Quoted text:
Business of Well-being

Top 5 Health Benefits of a Remote Workforce

The ability to collaborate, communicate and access software and information from virtually anywhere has changed people's lives all over the world, both personally and professionally. On the personal front, it's so much easier now to take care of household business and complete errands online, including banking, bill paying and even filing and paying taxes.

We store our important documents and photos in the cloud, make travel arrangements using apps and buy household goods online. And we use our devices to entertain ourselves too -- binge-watching TV series on a tablet or powering up to the next level on a favorite video game.

Given the inroads virtualization has made into our personal lives, it's no surprise that it's also changed the way people work. Most businesses rely heavily on software and online tools to operate. But now virtualization has made it possible to leave the office behind permanently.

According to Gallup surveys, more people are telecommuting at least part time than ever before. Almost 40 percent of workers have telecommuted, a fourfold increase since 1995. And some businesses, including mine, employ a 100 percent remote workforce.

Information supplied:
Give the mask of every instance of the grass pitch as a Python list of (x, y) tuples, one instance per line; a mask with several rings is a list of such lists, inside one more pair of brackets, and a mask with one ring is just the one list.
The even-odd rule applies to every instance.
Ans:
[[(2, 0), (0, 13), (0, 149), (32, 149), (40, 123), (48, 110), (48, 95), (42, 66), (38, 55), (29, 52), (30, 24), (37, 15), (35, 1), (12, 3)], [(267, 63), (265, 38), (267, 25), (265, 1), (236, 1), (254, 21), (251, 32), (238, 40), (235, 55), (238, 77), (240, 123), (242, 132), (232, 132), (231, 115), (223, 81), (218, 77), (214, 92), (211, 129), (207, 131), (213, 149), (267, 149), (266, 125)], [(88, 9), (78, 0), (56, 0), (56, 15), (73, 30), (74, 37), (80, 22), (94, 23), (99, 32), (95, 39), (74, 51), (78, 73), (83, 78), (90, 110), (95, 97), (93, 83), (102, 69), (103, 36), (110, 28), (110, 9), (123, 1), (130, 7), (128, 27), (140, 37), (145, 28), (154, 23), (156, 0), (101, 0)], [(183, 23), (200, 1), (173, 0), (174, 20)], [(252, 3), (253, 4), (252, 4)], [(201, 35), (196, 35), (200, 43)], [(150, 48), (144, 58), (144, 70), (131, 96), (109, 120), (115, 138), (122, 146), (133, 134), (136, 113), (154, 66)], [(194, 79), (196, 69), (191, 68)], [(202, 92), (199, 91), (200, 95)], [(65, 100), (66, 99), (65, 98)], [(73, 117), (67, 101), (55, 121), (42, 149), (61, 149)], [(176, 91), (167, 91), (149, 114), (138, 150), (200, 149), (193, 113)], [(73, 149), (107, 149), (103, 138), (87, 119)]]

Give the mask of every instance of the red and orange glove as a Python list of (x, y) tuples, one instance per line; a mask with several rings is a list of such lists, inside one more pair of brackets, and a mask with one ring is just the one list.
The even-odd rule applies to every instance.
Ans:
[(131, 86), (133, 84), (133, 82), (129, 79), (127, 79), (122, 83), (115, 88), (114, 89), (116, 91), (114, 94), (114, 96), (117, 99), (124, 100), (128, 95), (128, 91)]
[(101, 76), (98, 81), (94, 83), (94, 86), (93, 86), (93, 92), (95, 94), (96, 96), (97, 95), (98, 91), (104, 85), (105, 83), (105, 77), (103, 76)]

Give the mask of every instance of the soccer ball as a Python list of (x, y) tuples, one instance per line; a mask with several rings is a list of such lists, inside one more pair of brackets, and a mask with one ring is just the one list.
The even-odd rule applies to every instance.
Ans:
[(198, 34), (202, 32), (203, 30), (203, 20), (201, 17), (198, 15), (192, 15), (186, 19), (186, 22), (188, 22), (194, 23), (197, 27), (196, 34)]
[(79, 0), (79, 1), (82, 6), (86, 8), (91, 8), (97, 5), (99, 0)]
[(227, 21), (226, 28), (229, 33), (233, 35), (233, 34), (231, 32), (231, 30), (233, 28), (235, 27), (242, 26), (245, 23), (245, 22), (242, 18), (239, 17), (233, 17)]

What to work on:
1) List the household tasks that the remote-workforce article names as things people can now complete online.
2) According to the remote-workforce article, what share of workers have telecommuted, based on Gallup surveys?

The responses:
1)
- Banking
- Bill paying
- Filing and paying taxes

2) Almost 40 percent of workers have telecommuted.